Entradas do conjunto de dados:
# # # # # # #

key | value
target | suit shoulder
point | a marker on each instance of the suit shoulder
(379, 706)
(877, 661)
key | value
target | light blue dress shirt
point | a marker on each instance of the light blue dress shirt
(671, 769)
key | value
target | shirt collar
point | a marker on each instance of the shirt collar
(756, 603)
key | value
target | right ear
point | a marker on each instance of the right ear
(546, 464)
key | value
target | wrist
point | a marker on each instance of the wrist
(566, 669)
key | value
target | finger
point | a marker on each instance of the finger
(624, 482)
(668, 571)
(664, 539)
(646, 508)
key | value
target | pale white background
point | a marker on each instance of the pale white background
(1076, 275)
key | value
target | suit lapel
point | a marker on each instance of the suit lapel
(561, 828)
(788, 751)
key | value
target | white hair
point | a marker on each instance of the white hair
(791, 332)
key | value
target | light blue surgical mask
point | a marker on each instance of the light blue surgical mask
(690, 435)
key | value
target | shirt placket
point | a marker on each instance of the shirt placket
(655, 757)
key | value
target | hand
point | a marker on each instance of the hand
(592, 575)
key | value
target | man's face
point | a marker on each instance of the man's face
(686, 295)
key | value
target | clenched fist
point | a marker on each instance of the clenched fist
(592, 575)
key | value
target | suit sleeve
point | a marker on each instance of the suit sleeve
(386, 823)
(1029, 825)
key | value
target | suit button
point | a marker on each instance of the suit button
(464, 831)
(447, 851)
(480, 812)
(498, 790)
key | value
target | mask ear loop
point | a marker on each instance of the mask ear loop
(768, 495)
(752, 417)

# # # # # # #

▶ [INSTRUÇÕES]: Como ficam os registros, começando no início e terminando na linha que contém "(1029, 825)", ambas incluídas, se você trocar "suit lapel" por "jacket lapel" e deixar todo o resto igual?

▶ [SOLUÇÃO DA TAREFA]:
key | value
target | suit shoulder
point | a marker on each instance of the suit shoulder
(379, 706)
(877, 661)
key | value
target | light blue dress shirt
point | a marker on each instance of the light blue dress shirt
(671, 769)
key | value
target | shirt collar
point | a marker on each instance of the shirt collar
(756, 603)
key | value
target | right ear
point | a marker on each instance of the right ear
(546, 464)
key | value
target | wrist
point | a marker on each instance of the wrist
(566, 669)
key | value
target | finger
point | a marker on each instance of the finger
(624, 482)
(668, 571)
(664, 539)
(646, 508)
key | value
target | pale white background
point | a marker on each instance of the pale white background
(1076, 275)
key | value
target | jacket lapel
point | a marker on each instance of the jacket lapel
(561, 828)
(788, 751)
key | value
target | white hair
point | a marker on each instance of the white hair
(791, 332)
key | value
target | light blue surgical mask
point | a marker on each instance of the light blue surgical mask
(690, 435)
key | value
target | shirt placket
point | a marker on each instance of the shirt placket
(655, 757)
key | value
target | hand
point | a marker on each instance of the hand
(592, 575)
key | value
target | man's face
point | a marker on each instance of the man's face
(686, 295)
key | value
target | clenched fist
point | a marker on each instance of the clenched fist
(592, 575)
key | value
target | suit sleeve
point | a marker on each instance of the suit sleeve
(386, 823)
(1029, 825)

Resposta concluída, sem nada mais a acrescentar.